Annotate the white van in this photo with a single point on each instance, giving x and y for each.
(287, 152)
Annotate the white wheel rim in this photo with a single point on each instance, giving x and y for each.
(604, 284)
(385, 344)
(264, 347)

INSTRUCTIONS FOR THE TASK:
Render the records above as a Markdown table with a Row column for the line number and a Line column for the text, leaving out blank lines.

WRITTEN RESPONSE:
| Row | Line |
|---|---|
| 1 | Annotate the white van in this photo with a single point on each instance, giving x and y for each. |
| 2 | (287, 152) |
| 3 | Annotate the white wheel rim in this photo with a single point on each instance, giving x and y for each. |
| 4 | (604, 284) |
| 5 | (385, 344) |
| 6 | (264, 347) |